● CONSIGNE 1
Recopiez fidèlement, dans l'entretien sur Moloko ci-dessous, le passage qui va de « Róisín : C’était » jusqu'à « loin cette implication. ».

● EXTRAIT DU TEXTE
----------------------------------------

Mark : Nous avons senti que si l’on restait juste entre nous deux, nous tomberions dans les mêmes travers. Nous avons tourné avec ces gens-là et nous adorions la façon dont les morceaux sonnaient en concert. Auparavant, on luttait pour adapter de façon pertinente à la scène nos versions studio. Moloko reste une aventure très particulière, c’est une histoire entre Róisín et moi, je crois. C’est avant tout le résultat de nos instincts respectifs. Cette nouvelle façon de travailler s’est avérée très libératrice. Tout ce que nous avions fait avant, Róisín et moi, isolés dans une pièce du reste du monde, avec des ordinateurs et un sampleur, il n’y avait aucun intérêt à le reproduire une fois encore. Je me suis aussi aperçu que l’on pouvait réaliser des idées très vite dans un studio plus traditionnel. En juin dernier, nous sommes allés un mois dans celui des Cocteau Twins, à Londres. On a pu utiliser beaucoup de vieux matériel, des pédales d’effets, des trucs bizarres, et tenter des choses.
Róisín : C’était vraiment agréable, cette fois. Je garde même un bon souvenir de l’enregistrement des chansons les plus tristes ! Partir en tournée pour I’m Not A Doctor nous a permis de nous ressourcer. Car juste après la sortie de l’album, tout semblait s’effondrer. On devait tout le temps négocier avec le label, assurer la promo d’un disque que les gens, a priori, n’aimaient pas… Ça n’avait plus grand chose à voir avec la musique. Nous sommes partis sur la route, loin de tout ça, avec ces musiciens qui avec le temps, sont en plus devenus nos meilleurs amis. Il existait une alchimie parfaite entre nous. Et l’on s’est dit qu’il pouvait être intéressant de pousser plus loin cette implication.

----------------------------------------

Entrées d'étiquetage de régions
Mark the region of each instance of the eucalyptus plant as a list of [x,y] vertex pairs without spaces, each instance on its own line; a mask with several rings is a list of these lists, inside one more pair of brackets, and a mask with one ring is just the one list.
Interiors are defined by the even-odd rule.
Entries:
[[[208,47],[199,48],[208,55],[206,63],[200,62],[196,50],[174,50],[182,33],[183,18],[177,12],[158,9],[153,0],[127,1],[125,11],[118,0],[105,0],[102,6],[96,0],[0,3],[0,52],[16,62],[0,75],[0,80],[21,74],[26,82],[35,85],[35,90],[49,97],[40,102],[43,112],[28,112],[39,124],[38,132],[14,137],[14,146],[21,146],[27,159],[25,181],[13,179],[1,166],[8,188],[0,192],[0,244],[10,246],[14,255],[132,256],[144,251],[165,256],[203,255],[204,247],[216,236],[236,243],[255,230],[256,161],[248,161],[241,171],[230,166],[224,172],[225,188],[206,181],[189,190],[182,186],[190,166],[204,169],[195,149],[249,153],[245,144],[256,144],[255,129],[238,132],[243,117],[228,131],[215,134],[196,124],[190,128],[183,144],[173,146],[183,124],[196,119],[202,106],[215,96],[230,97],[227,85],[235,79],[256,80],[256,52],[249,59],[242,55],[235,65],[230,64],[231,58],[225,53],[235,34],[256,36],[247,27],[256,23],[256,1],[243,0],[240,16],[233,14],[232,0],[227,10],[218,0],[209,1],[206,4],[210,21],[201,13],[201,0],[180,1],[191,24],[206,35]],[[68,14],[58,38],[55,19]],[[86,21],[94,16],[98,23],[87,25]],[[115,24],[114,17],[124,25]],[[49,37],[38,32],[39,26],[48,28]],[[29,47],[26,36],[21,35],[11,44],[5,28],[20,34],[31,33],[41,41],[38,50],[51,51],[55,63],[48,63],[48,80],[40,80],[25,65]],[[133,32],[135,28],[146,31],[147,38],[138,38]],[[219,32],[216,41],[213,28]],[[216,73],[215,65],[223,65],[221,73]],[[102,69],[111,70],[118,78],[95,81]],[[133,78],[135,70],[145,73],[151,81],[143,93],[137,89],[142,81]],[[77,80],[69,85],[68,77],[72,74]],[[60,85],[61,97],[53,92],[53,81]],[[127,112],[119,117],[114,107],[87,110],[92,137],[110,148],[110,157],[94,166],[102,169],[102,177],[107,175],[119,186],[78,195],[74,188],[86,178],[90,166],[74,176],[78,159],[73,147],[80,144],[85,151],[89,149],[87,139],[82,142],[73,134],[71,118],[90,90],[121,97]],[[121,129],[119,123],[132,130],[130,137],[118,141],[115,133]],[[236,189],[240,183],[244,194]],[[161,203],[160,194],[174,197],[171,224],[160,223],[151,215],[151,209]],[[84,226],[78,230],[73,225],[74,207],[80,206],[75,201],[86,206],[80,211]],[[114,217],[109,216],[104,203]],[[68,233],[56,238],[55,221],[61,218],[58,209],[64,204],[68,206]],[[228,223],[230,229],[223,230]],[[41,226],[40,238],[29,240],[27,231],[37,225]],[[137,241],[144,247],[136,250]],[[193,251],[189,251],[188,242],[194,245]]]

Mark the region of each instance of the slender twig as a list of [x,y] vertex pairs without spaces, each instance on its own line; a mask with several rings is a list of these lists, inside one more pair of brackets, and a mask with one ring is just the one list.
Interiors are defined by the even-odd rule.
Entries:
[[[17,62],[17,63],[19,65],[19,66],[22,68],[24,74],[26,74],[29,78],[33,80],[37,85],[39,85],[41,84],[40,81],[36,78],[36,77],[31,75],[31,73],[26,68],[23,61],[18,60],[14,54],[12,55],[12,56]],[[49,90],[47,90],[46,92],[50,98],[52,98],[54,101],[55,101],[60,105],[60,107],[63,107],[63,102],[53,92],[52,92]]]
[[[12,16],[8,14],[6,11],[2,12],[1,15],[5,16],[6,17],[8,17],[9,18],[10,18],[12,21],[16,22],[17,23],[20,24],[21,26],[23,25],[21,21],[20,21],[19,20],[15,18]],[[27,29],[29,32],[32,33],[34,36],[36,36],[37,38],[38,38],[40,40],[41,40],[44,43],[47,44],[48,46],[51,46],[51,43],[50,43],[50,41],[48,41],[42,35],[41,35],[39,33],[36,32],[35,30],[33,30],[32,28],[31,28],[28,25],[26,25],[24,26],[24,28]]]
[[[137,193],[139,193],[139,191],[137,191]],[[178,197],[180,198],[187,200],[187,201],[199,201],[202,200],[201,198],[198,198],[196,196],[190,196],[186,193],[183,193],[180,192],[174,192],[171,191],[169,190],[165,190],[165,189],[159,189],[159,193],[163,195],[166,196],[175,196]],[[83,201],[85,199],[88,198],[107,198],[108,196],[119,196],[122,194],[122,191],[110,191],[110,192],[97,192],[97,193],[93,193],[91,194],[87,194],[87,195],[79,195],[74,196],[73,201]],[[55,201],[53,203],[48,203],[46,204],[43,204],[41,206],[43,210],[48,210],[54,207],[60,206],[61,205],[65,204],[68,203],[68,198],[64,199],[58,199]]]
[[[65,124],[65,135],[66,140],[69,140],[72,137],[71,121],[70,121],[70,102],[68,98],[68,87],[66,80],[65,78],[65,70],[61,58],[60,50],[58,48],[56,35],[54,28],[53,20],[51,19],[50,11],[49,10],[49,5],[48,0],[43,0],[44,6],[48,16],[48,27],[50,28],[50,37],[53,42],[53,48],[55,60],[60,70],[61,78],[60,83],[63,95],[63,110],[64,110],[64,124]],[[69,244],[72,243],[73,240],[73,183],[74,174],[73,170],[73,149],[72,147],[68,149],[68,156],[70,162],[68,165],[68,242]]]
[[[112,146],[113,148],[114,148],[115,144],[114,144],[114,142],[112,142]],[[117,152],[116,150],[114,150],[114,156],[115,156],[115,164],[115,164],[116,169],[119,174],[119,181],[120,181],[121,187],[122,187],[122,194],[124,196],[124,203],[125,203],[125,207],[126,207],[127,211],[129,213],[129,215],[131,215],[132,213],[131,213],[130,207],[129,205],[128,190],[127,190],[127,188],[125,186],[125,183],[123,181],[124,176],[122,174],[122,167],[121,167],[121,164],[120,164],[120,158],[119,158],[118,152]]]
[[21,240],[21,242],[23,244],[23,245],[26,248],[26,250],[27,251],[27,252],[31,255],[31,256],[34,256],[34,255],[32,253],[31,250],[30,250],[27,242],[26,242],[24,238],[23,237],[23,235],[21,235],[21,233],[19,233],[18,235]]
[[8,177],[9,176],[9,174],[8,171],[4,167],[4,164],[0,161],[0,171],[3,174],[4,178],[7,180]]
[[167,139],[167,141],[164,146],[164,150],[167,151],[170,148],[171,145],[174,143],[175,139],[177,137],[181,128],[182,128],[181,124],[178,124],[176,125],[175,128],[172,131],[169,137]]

----------------------------------------

● CONSIGNE 2
Combien de lignes des données ci-dessus contiennent la chaîne « ring » ? Tenez compte de la casse et donnez seulement le nombre.

● RÉPONSE 1
Róisín : C’était vraiment agréable, cette fois. Je garde même un bon souvenir de l’enregistrement des chansons les plus tristes ! Partir en tournée pour I’m Not A Doctor nous a permis de nous ressourcer. Car juste après la sortie de l’album, tout semblait s’effondrer. On devait tout le temps négocier avec le label, assurer la promo d’un disque que les gens, a priori, n’aimaient pas… Ça n’avait plus grand chose à voir avec la musique. Nous sommes partis sur la route, loin de tout ça, avec ces musiciens qui avec le temps, sont en plus devenus nos meilleurs amis. Il existait une alchimie parfaite entre nous. Et l’on s’est dit qu’il pouvait être intéressant de pousser plus loin cette implication.

● RÉPONSE 2
2